→ Assigned task
Go through the lines below and count those that contain "item"; the number is all that should be returned.

→ Stored data

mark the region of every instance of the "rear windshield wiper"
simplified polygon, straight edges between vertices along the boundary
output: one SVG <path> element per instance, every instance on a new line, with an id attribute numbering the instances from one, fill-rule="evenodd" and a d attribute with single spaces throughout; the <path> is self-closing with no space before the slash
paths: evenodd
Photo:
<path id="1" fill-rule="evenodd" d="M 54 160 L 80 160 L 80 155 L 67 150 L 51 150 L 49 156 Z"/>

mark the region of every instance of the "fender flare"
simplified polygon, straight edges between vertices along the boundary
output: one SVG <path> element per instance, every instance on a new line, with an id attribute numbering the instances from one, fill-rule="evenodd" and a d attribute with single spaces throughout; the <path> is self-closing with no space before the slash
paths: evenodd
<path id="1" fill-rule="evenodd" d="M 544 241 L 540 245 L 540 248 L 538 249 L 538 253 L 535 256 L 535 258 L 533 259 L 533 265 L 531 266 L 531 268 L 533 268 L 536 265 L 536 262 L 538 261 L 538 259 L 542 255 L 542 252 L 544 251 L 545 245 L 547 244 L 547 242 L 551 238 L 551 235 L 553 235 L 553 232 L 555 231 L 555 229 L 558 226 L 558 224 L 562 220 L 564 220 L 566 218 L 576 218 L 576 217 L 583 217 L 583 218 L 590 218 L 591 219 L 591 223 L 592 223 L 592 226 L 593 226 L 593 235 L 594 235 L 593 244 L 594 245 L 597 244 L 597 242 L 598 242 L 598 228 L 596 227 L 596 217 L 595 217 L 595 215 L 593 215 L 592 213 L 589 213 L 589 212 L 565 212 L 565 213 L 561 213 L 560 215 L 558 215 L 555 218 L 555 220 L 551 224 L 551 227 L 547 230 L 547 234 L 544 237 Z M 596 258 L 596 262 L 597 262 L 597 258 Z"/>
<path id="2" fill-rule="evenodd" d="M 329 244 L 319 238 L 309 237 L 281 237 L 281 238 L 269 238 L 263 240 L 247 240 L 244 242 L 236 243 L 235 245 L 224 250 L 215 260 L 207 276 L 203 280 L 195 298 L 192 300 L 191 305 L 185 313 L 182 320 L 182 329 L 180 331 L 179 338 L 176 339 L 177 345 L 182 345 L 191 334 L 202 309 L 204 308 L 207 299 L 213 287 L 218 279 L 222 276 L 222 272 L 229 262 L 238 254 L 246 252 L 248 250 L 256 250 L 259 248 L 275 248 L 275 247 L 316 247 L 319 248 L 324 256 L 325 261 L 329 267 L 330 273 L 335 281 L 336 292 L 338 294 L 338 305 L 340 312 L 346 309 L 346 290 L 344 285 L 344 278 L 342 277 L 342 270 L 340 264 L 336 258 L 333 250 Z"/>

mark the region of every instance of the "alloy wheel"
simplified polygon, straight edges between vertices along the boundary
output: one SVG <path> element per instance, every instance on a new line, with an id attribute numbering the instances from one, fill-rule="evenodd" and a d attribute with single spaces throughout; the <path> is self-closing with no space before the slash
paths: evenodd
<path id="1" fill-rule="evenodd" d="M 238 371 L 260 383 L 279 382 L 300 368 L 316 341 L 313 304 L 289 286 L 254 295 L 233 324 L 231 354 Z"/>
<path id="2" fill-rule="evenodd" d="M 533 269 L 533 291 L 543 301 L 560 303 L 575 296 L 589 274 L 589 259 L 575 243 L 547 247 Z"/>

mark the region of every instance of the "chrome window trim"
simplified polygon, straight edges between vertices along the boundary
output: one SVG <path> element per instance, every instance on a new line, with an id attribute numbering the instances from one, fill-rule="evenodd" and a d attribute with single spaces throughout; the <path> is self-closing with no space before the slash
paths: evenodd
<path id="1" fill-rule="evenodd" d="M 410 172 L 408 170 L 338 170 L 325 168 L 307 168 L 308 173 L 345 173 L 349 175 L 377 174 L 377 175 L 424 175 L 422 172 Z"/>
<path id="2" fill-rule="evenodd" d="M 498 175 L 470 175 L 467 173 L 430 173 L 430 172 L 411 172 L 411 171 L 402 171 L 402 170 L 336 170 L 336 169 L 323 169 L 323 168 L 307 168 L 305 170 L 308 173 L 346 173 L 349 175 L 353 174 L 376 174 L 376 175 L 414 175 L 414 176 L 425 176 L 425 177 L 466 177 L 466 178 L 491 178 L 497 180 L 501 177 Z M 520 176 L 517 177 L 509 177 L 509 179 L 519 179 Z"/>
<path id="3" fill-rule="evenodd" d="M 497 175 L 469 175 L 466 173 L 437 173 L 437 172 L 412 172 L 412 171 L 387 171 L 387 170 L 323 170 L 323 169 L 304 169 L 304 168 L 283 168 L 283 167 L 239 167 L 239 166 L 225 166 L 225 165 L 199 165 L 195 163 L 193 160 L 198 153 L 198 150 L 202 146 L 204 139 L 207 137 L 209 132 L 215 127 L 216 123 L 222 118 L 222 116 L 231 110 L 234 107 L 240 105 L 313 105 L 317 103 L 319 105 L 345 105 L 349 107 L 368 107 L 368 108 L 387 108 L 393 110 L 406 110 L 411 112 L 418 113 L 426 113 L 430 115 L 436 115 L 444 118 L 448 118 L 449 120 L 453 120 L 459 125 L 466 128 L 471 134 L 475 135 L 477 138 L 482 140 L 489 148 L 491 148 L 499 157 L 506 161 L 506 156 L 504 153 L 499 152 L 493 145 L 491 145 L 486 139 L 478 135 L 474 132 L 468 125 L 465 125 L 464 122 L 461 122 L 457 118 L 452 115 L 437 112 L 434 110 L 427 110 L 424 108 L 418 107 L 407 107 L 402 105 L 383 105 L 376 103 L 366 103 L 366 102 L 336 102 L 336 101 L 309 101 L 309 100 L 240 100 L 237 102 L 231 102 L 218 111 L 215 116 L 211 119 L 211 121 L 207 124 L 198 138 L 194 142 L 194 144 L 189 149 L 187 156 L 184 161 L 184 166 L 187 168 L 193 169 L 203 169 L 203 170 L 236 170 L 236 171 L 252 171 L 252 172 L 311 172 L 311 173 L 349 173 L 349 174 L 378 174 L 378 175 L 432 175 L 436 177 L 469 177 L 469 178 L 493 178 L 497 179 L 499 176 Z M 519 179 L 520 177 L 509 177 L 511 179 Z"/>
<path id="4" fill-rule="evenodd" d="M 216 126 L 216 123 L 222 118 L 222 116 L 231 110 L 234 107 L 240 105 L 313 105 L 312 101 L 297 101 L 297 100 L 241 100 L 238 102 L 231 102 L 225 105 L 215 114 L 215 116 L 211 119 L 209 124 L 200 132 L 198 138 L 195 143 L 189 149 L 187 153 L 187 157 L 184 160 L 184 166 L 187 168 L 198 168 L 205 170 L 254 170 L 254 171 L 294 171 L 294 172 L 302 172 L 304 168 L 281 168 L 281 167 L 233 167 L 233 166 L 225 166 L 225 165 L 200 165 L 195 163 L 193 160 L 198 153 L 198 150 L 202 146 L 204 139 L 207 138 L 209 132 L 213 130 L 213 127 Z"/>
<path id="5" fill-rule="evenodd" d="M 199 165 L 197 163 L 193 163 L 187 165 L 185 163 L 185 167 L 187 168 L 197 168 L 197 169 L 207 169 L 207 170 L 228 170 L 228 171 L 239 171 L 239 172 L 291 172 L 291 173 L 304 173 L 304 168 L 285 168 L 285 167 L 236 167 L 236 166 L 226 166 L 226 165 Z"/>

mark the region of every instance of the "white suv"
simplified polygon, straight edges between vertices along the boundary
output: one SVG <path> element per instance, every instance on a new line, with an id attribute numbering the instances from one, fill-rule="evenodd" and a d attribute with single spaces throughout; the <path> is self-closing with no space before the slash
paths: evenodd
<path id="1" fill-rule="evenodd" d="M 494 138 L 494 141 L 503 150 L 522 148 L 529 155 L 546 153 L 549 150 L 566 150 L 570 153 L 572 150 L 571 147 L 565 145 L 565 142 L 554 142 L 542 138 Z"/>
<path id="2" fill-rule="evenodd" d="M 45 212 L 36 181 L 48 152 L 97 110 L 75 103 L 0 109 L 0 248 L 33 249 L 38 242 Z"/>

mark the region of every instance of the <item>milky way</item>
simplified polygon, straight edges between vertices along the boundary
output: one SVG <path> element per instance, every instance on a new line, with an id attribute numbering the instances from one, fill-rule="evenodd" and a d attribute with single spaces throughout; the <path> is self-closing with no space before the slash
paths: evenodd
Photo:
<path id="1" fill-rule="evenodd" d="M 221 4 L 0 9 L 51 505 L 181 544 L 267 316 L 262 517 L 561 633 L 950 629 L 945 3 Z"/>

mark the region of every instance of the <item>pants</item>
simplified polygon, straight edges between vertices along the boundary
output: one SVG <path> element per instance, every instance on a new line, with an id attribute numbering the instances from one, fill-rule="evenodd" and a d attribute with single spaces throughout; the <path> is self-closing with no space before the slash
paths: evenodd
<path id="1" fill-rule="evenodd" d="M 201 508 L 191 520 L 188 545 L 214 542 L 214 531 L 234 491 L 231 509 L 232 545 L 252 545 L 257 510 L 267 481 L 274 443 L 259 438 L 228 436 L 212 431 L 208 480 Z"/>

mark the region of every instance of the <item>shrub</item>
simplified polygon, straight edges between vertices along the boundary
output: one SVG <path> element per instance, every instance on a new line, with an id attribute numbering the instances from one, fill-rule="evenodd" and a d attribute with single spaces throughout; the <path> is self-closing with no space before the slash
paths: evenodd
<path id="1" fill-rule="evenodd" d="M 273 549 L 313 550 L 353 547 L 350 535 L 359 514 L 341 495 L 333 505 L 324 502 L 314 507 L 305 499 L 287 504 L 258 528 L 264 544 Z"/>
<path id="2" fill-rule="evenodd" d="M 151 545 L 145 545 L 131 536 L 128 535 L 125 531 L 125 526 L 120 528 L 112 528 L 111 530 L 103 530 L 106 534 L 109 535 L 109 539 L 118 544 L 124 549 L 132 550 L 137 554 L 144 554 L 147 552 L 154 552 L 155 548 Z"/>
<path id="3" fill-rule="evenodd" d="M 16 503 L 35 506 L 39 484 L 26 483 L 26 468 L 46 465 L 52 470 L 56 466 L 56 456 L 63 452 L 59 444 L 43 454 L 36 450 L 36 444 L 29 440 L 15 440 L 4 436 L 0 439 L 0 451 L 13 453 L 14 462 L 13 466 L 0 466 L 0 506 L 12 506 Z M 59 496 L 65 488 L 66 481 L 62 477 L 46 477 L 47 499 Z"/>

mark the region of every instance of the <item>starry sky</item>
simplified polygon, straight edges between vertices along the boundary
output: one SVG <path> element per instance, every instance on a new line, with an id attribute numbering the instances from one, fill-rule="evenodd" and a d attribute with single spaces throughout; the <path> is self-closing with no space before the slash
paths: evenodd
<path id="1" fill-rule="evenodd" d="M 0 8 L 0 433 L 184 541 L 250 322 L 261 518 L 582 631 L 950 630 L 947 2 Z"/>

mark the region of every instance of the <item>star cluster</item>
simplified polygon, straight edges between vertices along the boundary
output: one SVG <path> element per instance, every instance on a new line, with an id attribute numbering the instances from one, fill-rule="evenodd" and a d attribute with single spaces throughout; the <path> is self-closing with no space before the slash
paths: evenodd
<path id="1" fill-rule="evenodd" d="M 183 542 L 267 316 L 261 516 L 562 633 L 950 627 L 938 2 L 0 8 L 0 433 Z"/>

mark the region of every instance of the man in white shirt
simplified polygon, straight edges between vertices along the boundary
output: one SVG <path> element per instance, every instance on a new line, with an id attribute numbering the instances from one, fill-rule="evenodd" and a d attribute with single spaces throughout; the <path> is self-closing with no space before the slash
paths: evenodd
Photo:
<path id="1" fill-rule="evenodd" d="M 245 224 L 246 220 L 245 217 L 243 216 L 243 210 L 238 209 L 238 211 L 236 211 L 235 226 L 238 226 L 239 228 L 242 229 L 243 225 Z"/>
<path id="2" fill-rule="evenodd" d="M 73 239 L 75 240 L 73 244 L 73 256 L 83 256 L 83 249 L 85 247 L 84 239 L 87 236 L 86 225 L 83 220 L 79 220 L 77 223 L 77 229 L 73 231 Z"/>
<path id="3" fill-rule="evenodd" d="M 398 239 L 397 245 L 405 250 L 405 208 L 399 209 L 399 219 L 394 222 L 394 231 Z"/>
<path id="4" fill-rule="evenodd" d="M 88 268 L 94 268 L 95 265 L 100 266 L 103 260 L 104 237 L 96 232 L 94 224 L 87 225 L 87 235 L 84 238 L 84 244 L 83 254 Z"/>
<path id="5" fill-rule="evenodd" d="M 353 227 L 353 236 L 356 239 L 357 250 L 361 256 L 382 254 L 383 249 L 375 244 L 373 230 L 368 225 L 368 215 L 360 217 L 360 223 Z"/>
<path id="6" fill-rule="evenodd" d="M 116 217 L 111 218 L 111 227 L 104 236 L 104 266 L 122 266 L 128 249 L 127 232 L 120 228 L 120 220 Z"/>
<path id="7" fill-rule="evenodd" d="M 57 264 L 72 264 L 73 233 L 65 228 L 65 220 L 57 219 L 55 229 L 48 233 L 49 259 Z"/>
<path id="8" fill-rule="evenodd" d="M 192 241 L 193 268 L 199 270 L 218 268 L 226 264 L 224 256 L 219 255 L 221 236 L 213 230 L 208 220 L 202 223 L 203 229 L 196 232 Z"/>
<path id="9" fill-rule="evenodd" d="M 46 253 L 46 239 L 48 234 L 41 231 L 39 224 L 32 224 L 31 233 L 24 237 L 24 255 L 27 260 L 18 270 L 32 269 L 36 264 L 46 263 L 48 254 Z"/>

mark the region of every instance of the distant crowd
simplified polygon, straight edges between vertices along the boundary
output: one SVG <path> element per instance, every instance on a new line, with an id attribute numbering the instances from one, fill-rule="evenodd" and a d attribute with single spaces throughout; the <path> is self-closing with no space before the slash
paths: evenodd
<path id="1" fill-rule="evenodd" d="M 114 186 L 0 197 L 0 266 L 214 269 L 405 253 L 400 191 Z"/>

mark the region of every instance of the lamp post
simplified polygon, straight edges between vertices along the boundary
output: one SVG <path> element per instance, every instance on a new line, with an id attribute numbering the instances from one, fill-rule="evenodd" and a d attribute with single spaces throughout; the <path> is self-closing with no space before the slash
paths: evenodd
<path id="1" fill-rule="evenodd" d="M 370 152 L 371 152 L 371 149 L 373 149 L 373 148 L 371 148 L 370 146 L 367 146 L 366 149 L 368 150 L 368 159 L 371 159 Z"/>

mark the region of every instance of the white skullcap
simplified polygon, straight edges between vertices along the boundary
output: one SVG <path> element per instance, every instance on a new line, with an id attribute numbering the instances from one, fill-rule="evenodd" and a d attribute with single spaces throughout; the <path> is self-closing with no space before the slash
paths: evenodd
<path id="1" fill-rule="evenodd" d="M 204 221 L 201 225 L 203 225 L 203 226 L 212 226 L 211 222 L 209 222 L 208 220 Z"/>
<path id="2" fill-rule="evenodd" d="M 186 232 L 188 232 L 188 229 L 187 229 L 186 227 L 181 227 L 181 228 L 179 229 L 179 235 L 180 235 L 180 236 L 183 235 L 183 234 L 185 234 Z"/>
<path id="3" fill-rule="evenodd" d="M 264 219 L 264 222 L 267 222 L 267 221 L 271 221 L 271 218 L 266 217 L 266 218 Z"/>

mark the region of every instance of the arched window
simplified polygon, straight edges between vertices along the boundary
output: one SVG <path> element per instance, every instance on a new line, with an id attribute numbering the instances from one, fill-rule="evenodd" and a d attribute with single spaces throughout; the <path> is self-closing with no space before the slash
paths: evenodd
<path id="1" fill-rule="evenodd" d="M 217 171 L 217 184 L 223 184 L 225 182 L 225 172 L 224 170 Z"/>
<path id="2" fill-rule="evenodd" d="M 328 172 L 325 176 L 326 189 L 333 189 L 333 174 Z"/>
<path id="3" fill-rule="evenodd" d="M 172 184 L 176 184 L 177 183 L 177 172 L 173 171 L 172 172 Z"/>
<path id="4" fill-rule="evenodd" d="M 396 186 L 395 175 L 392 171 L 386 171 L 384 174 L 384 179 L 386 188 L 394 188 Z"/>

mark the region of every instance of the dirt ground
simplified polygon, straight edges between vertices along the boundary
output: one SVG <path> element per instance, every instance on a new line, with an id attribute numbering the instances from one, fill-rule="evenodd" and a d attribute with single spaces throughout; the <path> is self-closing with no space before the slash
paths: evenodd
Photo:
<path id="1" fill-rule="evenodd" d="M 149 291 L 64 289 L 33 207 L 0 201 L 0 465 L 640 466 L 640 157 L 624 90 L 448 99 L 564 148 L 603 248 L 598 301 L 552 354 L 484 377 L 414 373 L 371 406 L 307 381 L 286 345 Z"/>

→ Response
5